**DIRECTIVE:**
Echo the entries verbatim from their start through the line containing "[[[0,247],[67,247],[29,225],[0,210]]]", including both ends. Leave the pictures out of your answer.

**ENTRIES:**
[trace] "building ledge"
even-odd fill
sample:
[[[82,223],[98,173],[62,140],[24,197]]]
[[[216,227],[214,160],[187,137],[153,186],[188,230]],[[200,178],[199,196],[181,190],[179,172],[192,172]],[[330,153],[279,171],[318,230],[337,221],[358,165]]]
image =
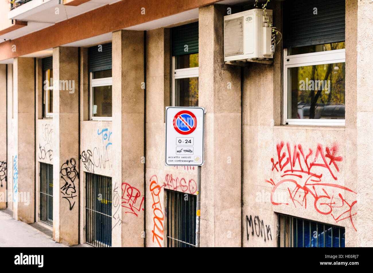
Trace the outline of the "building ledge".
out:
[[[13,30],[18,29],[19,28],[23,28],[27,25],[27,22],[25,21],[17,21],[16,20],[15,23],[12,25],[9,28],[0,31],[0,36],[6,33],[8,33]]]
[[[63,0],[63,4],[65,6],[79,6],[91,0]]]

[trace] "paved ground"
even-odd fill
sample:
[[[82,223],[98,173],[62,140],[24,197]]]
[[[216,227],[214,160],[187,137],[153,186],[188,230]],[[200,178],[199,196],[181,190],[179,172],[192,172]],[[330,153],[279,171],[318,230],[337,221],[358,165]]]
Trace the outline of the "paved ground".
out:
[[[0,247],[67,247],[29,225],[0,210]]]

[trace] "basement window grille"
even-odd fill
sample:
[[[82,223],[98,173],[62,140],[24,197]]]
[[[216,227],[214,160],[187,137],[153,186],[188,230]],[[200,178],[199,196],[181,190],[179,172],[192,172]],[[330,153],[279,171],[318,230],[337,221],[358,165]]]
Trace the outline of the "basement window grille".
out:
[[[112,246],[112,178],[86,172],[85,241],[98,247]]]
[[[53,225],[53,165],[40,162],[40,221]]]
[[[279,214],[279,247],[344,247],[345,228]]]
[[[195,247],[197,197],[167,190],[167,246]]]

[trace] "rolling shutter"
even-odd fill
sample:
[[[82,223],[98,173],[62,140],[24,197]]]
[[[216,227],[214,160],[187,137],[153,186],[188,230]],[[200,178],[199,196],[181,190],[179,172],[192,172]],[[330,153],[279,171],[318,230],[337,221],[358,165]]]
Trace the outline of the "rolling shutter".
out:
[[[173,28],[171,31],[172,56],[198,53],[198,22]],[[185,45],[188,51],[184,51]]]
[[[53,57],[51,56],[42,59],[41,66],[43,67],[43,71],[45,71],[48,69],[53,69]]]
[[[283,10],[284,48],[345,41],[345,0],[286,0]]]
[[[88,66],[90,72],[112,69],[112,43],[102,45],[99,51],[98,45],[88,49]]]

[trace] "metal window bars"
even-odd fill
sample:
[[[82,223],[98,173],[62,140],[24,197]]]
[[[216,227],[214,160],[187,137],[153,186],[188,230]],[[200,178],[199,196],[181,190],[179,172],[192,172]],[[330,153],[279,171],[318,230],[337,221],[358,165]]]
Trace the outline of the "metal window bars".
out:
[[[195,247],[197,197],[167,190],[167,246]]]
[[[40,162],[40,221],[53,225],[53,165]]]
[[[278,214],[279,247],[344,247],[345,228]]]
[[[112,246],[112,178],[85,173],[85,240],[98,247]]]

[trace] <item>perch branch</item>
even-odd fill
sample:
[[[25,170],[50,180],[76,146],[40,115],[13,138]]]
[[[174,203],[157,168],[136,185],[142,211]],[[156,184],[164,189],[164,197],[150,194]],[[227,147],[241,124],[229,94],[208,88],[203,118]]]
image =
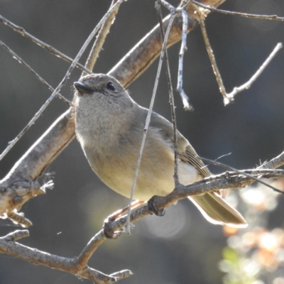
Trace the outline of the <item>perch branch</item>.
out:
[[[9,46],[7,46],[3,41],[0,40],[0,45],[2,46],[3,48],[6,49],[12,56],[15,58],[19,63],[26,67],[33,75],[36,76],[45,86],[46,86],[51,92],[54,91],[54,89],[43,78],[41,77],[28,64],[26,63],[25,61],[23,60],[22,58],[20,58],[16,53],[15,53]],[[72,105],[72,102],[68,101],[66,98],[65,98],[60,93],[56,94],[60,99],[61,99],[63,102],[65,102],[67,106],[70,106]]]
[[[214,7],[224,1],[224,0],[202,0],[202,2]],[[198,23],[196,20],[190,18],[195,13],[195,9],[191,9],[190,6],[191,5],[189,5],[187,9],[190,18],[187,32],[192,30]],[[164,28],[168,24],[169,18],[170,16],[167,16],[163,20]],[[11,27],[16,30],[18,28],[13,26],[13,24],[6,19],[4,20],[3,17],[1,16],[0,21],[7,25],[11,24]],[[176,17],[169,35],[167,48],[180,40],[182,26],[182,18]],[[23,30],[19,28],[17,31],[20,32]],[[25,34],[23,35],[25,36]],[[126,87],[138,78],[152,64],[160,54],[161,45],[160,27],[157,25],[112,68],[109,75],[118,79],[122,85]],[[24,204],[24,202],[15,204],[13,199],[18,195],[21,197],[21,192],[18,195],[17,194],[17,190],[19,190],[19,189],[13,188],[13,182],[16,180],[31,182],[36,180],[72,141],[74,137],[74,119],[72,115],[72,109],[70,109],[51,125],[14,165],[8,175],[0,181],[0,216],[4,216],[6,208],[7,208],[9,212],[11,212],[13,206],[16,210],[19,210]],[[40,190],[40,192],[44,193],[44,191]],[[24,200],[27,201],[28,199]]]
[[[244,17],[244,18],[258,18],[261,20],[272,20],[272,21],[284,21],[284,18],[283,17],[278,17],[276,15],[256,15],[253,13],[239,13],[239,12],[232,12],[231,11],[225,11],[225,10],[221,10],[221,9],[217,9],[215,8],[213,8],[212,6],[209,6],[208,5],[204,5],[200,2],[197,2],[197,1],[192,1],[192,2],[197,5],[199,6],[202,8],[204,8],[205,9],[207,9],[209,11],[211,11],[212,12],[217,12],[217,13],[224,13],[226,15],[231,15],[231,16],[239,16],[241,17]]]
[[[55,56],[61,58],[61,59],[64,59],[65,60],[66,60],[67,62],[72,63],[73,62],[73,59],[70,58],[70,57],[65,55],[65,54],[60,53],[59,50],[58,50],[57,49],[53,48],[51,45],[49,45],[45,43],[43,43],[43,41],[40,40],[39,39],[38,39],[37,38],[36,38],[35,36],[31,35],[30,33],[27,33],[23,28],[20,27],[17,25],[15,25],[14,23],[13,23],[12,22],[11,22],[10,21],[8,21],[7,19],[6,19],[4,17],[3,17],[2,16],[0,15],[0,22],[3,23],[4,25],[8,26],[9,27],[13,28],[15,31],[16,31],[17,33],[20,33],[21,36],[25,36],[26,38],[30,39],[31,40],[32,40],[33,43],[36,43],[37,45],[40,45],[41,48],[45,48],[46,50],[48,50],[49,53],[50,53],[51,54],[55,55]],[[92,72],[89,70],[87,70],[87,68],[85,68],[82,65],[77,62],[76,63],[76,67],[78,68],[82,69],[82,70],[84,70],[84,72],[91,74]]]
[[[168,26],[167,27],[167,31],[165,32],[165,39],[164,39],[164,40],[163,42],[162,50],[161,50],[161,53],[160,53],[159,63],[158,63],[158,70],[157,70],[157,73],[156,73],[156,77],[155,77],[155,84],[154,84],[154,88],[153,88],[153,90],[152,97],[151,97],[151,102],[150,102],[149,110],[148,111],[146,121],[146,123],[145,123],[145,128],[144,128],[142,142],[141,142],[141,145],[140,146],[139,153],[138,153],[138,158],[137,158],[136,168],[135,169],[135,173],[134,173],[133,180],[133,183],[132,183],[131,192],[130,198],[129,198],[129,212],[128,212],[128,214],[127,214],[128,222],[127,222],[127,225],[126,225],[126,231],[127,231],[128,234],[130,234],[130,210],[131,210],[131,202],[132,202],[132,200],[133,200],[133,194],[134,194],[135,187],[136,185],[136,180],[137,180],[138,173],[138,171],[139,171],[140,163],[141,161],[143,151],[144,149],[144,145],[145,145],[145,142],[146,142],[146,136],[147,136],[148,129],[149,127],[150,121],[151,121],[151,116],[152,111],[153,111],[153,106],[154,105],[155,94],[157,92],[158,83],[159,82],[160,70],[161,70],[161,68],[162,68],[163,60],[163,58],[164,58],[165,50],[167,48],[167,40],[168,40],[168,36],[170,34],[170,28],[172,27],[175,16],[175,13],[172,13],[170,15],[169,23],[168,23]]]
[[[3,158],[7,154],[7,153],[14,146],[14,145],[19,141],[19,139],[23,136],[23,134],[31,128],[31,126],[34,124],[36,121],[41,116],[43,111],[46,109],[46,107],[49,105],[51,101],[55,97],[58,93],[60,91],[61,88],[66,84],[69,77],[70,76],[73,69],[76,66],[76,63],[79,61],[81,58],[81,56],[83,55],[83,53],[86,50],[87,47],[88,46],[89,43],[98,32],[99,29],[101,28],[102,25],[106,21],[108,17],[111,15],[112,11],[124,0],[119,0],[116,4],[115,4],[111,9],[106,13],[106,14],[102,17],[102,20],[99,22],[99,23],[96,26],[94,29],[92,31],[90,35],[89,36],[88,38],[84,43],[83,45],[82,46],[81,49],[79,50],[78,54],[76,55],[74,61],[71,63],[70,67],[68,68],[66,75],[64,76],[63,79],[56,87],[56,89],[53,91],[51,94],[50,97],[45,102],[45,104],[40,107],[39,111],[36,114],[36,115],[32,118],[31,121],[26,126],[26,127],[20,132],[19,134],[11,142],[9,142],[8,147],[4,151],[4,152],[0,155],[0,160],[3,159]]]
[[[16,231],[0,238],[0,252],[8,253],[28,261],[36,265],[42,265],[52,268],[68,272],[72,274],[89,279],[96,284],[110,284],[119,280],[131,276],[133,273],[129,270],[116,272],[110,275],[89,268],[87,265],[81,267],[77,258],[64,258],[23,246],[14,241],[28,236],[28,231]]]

**OUTPUT FOR THIS TASK:**
[trace] "building ledge"
even-odd fill
sample:
[[[82,223],[98,173],[62,140],[24,197]]]
[[[216,227],[214,160],[187,137],[153,186],[188,230]],[[200,178],[199,196],[181,190],[179,172],[192,172]],[[330,153],[279,171],[318,230],[337,221],[358,165]]]
image =
Trace the outline of the "building ledge".
out:
[[[13,30],[18,29],[19,28],[23,28],[27,25],[27,22],[25,21],[17,21],[16,20],[15,23],[12,25],[9,28],[0,31],[0,36],[6,33],[8,33]]]
[[[63,0],[63,4],[65,6],[79,6],[91,0]]]

[trace] "paved ground"
even-odd fill
sample:
[[[82,223],[98,173],[62,140],[24,197]]]
[[[216,227],[214,160],[187,137],[153,186],[188,230]],[[200,178],[199,196],[181,190],[179,172],[192,172]],[[330,153],[279,171],[318,230],[337,221],[358,165]]]
Trace the outline of the "paved ground".
out:
[[[0,247],[67,247],[29,225],[0,210]]]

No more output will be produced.